1. “Four score and seven years ago” is an example of what rhetorical device?

A) hyperbole

B) metonymy

C) allusion

D) understatement

2. When King says, “Four score and seven years ago,” he:

A) emphasizes his extensive knowledge of American history.

B) creates a lighthearted tone by referencing a popular and famous speech.

C) Indicates the purpose of his speech to the audience.

D) connects the present day to a previously momentous day in American history.

3. King’s use of the phrase “We can never be satisfied” is an example of:

A) allusion

B) anaphora

C) synecdoche

D) metaphor

4. Which best states the overall message of King’s speech?

A) It has been one hundred years since the Emancipation Proclamation, but Black people are still not free in the United States.

B) Freedom for all in the United States requires the dedication and cooperation of multiple stakeholders.

__Data shown__:

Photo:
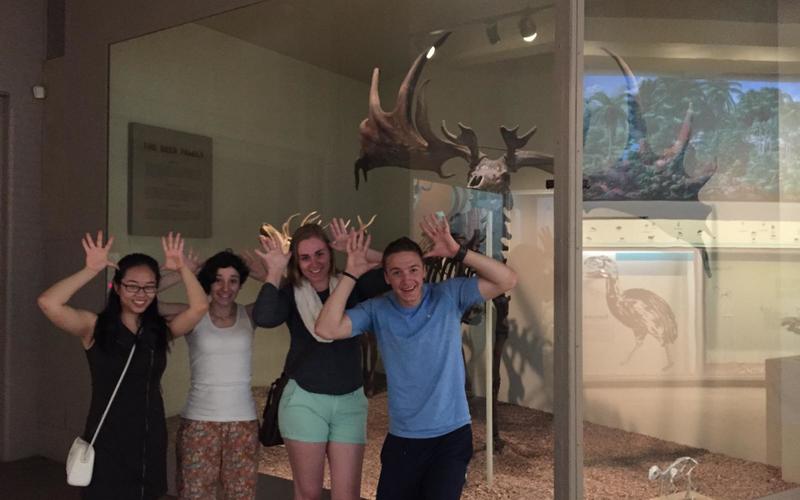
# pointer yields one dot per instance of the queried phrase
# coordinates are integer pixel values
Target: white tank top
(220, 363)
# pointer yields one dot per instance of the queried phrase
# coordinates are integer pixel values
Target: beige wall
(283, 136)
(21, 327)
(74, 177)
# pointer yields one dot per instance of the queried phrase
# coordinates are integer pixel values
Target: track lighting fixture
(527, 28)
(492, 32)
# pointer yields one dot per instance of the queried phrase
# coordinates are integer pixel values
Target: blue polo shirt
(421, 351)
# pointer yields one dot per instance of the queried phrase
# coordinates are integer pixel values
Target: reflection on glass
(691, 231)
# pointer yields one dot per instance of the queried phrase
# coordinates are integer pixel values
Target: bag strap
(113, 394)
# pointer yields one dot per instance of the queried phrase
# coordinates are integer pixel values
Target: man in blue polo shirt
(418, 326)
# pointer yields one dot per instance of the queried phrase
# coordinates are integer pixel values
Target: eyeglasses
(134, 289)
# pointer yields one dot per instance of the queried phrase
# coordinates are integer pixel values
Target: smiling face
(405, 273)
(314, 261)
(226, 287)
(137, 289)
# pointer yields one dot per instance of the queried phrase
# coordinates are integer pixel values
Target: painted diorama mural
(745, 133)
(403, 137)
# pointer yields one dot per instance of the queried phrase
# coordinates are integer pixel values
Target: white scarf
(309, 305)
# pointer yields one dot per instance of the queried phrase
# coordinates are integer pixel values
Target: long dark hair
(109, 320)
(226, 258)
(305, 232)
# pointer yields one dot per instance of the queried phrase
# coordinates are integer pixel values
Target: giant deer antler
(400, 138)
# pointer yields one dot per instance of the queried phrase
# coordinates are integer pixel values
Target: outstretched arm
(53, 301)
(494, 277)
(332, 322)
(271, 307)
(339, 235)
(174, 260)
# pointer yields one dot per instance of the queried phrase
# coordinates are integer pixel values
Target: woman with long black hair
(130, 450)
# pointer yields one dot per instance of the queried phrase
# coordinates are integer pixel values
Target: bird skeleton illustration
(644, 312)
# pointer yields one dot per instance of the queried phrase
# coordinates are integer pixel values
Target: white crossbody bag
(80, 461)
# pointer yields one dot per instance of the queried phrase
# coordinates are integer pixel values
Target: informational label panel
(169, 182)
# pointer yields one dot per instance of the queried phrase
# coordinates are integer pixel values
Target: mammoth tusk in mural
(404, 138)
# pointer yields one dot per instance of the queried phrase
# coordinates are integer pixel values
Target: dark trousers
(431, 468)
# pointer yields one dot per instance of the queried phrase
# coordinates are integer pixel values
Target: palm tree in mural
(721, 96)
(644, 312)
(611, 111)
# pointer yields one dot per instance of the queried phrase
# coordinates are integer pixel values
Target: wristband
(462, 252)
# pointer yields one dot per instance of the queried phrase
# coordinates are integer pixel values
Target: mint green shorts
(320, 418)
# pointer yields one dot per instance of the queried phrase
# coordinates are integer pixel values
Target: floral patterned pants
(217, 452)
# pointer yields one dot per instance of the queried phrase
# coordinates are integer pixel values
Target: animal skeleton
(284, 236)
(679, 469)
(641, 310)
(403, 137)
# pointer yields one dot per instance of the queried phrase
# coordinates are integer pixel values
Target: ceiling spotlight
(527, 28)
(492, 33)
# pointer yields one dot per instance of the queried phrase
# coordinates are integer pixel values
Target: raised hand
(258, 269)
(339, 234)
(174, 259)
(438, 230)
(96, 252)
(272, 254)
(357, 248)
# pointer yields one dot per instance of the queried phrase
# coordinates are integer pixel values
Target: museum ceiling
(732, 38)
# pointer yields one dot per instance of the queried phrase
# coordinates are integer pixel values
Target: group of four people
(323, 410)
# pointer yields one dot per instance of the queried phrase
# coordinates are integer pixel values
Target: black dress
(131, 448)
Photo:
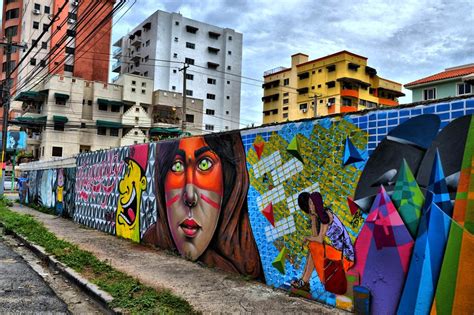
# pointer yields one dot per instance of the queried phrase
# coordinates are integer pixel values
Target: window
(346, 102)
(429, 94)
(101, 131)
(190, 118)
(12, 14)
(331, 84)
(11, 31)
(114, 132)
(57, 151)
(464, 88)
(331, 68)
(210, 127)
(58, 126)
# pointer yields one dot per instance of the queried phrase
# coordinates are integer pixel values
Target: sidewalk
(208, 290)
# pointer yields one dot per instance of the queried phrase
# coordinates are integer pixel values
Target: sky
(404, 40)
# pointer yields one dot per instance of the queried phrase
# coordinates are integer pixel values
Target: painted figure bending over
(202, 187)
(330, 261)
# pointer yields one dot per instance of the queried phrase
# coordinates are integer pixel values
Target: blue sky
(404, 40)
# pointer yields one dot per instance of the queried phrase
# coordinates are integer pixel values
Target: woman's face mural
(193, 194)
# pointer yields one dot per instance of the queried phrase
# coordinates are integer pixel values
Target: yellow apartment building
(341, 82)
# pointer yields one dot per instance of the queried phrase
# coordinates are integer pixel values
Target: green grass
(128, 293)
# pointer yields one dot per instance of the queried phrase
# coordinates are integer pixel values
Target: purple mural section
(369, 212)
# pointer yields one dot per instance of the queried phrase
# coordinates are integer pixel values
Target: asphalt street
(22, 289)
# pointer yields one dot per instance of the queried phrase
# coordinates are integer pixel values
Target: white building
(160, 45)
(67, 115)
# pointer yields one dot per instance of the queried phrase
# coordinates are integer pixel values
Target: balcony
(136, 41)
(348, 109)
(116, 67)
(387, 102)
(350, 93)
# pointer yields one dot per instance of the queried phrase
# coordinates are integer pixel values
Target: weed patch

__Try it__: Resume the quiz on King's speech from the point where it stops. The listing comes from a source unrelated to the quiz on King's speech.

__Expected output__:
C) The United States’ promise of freedom will never be realized while the current administration is in office.

D) The United States will never be able to atone for the sins of its past, but future generations may be able to change things.

5. King’s use of the phrase “cash a check” is an example of:

A) simile

B) metaphor

C) hyperbole

D) allusion

6. When King says, “It would be fatal for the nation to overlook the urgency of the moment ... 1963 is not an end, but a beginning” he is primarily emphasizing:

A) The message of the speech.

B) His identity as the speaker.

C) The purpose of the speech.

D) The exigence of the speech.

7. Consider this excerpt:

I am not unmindful that some of you have come here out of great trials and tribulations. Some of you have come fresh from narrow jail cells. Some of you have come from areas where your quest for freedom left you battered by the storms of persecution and staggered by the winds of police brutality. You have been the veterans of creative suffering.

These sentences serve to:

A) appeal to a sense of logic and reason.

B) acknowledge the experiences of the audience directly.

C) affirm King’s authority on the subject of justice.

D) summarize King’s overarching argument.

8. What is the effect of King’s repetition of the phrase “I have a dream”?

A) It emphasizes how King introduces evidence that supports his argument.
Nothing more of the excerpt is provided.